* _THE EXERCISE_:
Answer these from the poison-pill critique below, one line each:
(a) In which journal is the Bebchuk and Jackson paper forthcoming?
(b) In which journal did Johnson and Millon publish their companion article on the larger preemption question?
(c) In which footnote did Johnson and Millon explain that judicial rulings upholding poison pills are the state "law" subject to constitutional review?

* _PROVIDED TEXT_:
=======
Washington & Lee Law Professors Lyman Johnson and David Millon have just posted a critique of a forthcoming piece by Professors Bebchuk and Jackson. Their post is available at the Professor Bainbridge blog:
Preempting Professors Bebchuk and Jackson: Poison Pills, State Corporate Law, and the Williams Act
Lyman Johnson & David Millon
Washington & Lee University School of Law
Professors Lucian Bebchuk and Robert Jackson recently posted a provocative paper,Towards a Constitutional Review of the Poison-Pill, forthcoming in the Columbia Law Review. The paper, regrettably, makes several claims that are flatly wrong, and it also misreads the Williams Act.
First, Professors Bebchuk and Jackson assert that “corporate law scholars have overlooked the unresolved validity of state-law poison-pill rules”; such scholarship has “focused exclusively on anti-takeover statutes, ignoring the validity of state-law poison-pill rules”; and, [the Bebchuk-Jackson paper is the] “first systematic analysis of the possibility that these rules are preempted by the Williams Act…”
These assertions are incorrect. Twenty-five years ago, we wrote a lengthy article that pointedly examined possible Williams Act preemption of all non-statutory state corporate law rules, including those sanctioning poison pills, that might impede corporate takeovers. We took no final position on the preemption issue in that piece (we addressed that larger question in a companion article published in the Michigan Law Review discussed below) but instead sought only to extend the then lively preemption debate beyond its narrow focus on anti-takeover statutes. Thus, we expressly considered whether state legal rules condoning poison pills might be preempted, concluding, critically, that if “the Williams Act mandates shareholder autonomy, this state law rule clearly undermines that federal policy.” We also explicitly noted that, under the so-called “meaningful opportunity to succeed” standard crafted by federal district judges in Delaware, state common law rules upholding poison pills lack just such a safety valve, and thus may be preempted under that test.
Moreover, we did not confine our analysis to poison pills, but more broadly subjected to preemption analysis all state corporate law rules that might impede takeover bids, including Delaware’s quite extensive judge-made law of takeovers. State decisional law, like state statutes, must, of course, yield to federal law under the Supremacy Clause. Unlike Professors Bebchuk and Jackson, therefore, we were able to explain (in our footnote 15) precisely why it is not the poison pill plans themselves but, rather, judicial rulings upholding them that comprise the state “law” subject to constitutional review. This is a particularly important point for any preemption attack on Delaware poison pill law because it is almost exclusively common law in origin. In focusing on statutes authorizing poison pills and, in the absence of statute, on poison pills as “private contracts,” Professors Bebchuk and Jackson therefore continue to underestimate the potential breadth of the preemption issue we first identified in 1989 and actually make the preemption analysis as to non-statutory poison pills much more elaborate than it needs to be.
=======
* _RECORDS_:
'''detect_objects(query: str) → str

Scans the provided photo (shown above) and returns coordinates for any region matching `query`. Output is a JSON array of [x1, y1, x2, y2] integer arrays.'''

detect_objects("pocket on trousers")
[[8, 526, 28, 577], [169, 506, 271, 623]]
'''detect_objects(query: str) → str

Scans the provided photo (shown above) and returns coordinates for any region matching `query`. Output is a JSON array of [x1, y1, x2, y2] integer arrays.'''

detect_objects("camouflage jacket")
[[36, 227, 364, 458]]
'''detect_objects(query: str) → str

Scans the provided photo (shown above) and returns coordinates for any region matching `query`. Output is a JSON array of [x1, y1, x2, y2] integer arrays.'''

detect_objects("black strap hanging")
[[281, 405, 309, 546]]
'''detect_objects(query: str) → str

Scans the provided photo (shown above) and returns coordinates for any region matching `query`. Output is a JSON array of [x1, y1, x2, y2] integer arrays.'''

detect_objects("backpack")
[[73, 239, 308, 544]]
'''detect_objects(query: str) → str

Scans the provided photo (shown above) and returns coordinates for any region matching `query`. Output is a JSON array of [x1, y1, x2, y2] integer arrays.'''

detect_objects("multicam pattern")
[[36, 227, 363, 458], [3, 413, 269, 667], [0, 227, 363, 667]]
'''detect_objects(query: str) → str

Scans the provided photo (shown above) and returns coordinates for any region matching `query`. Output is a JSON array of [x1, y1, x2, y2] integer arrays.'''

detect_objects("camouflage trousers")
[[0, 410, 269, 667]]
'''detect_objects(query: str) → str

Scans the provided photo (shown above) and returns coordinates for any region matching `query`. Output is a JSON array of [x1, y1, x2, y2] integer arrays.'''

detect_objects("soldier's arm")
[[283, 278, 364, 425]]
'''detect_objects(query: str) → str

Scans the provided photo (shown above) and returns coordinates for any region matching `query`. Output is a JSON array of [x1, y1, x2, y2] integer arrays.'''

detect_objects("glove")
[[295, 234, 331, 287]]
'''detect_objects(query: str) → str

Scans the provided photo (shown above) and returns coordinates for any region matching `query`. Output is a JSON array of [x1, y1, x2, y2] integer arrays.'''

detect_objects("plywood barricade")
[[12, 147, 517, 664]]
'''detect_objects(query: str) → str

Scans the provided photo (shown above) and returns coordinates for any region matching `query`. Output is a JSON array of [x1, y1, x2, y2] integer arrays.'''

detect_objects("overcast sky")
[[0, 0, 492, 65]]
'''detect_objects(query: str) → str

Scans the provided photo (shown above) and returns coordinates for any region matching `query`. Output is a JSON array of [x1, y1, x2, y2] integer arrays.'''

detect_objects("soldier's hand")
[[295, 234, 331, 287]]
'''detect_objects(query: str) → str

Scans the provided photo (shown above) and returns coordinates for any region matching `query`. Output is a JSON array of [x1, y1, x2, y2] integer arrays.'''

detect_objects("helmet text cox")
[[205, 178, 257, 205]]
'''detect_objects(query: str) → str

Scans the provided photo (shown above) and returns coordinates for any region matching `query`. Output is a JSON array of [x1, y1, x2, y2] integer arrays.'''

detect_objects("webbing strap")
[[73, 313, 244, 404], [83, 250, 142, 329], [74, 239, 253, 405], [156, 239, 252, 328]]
=======
* _RESPONSE_:
(a) The Columbia Law Review.
(b) The Michigan Law Review.
(c) Footnote 15.